Open adrsik opened 8 years ago
@adrsik , I tend to agree. The journals in questions required subscriptions to access particular sections of the journal - so they weren't hybrid in the usual way of pay-per-article hybrid APC, but they weren't full open access journals as in "every article in this journal is open access".
We could compile a list of these articles and change their status to hybrid, but maybe also talk to the institution that provided that data.
I have just compiled an overview of the journals in question (table is already filtered to those entries where is_hybrid is still FALSE):
journal_full_title | occurence |
---|---|
Alzheimer's Research & Therapy | 0 |
Arthritis Research & Therapy | 5 |
Breast Cancer Research | 1 |
Critical Care | 17 |
Genome Biology | 4 |
Genome Medicine | 1 |
Stem Cell Research & Therapy | 3 |
So we are only talking about 31 entries in the whole dataset we would have to modify. Does not seem like a big deal to me.
If you added institution to your query, we'd also have a list of people to notify about changes in the data they submitted.
I am still in favour of doing this, but we should probably add a note to the wiki explaining that is_hybrid
refers to the journal - not the individual article. Still it might be controversial. People investigating APCs in full open access journals and in 'hybrid' journals might disagree with framing these journals as hybrid.
Maybe leave this issue open for discussion for a few more days?
Since 2015 BioMed Central no longer requires a subscription to access additional content (reviews and other permium contenct (commentaries, correspondence, meeting reports, ...) of the following journals:
So all articles of these journals published before 2015 should be hybrid. I noticed several examples in the data set those who are not marked as a hybrid article. Is there a special reason?

#### QUESTIONS ON THE MATERIAL
a – Retype the discussion word for word, from "We could compile" to "deal to me.", inclusive.
b – According to the discussion, in what year did BioMed Central stop requiring a subscription to access additional content of the listed journals?
Rely only on the discussion above for what follows.

#### EXTRACTED MATERIAL
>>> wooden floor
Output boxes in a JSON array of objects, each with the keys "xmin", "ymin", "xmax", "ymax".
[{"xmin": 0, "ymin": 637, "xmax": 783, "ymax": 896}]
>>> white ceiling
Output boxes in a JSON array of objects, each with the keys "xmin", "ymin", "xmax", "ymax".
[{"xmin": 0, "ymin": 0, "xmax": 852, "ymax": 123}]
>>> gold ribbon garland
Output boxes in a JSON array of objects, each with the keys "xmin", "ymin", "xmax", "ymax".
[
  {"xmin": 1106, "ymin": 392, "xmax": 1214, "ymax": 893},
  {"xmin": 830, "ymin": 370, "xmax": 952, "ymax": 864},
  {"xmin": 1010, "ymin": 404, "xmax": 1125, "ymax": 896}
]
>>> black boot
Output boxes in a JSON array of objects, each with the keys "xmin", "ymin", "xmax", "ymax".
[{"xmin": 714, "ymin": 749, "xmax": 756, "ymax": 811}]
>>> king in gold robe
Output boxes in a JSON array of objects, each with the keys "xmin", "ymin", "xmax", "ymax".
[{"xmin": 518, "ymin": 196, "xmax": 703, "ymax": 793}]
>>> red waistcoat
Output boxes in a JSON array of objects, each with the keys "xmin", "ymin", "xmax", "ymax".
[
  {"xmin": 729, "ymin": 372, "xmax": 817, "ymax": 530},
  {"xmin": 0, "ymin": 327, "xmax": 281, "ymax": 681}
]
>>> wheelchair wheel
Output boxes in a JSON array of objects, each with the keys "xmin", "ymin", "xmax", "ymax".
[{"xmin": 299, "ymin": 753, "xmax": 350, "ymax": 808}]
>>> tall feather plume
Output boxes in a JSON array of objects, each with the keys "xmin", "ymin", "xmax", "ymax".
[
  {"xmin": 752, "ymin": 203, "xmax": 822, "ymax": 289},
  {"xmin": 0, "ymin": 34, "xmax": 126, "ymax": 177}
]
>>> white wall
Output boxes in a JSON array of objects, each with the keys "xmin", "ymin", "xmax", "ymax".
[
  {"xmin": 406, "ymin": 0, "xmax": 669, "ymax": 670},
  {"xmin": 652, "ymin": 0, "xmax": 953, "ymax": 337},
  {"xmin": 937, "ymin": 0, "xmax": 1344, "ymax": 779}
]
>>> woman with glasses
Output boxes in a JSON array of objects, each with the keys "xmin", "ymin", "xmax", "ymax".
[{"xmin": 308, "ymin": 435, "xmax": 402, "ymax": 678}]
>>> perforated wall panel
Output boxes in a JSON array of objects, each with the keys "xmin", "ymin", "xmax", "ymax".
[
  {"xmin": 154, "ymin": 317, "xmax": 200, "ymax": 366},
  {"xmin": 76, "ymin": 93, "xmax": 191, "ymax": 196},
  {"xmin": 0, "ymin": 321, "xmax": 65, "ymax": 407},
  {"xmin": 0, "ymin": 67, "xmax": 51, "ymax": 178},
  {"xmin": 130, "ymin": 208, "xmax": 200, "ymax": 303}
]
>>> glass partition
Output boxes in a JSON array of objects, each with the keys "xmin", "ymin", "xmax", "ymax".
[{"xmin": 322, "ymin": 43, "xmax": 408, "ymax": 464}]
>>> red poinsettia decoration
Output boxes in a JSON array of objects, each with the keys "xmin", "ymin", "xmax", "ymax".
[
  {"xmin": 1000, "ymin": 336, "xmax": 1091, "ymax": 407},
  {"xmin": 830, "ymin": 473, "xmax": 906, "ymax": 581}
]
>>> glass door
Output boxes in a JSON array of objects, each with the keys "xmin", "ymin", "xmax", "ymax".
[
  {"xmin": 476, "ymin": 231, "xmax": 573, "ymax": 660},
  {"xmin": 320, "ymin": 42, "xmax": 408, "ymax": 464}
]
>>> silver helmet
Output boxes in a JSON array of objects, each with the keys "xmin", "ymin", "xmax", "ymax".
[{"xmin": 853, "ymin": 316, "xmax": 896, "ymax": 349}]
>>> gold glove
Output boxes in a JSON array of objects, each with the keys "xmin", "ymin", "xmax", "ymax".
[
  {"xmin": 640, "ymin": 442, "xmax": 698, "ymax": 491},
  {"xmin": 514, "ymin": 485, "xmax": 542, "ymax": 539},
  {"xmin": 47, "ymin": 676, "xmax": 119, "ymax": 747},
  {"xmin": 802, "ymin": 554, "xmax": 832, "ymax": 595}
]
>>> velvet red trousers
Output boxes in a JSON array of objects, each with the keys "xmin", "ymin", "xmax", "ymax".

#### RESPONSES PER TASK
a –
We could compile a list of these articles and change their status to hybrid, but maybe also talk to the institution that provided that data.
I have just compiled an overview of the journals in question (table is already filtered to those entries where is_hybrid is still FALSE):
journal_full_title | occurence |
---|---|
Alzheimer's Research & Therapy | 0 |
Arthritis Research & Therapy | 5 |
Breast Cancer Research | 1 |
Critical Care | 17 |
Genome Biology | 4 |
Genome Medicine | 1 |
Stem Cell Research & Therapy | 3 |
So we are only talking about 31 entries in the whole dataset we would have to modify. Does not seem like a big deal to me.

b – 2015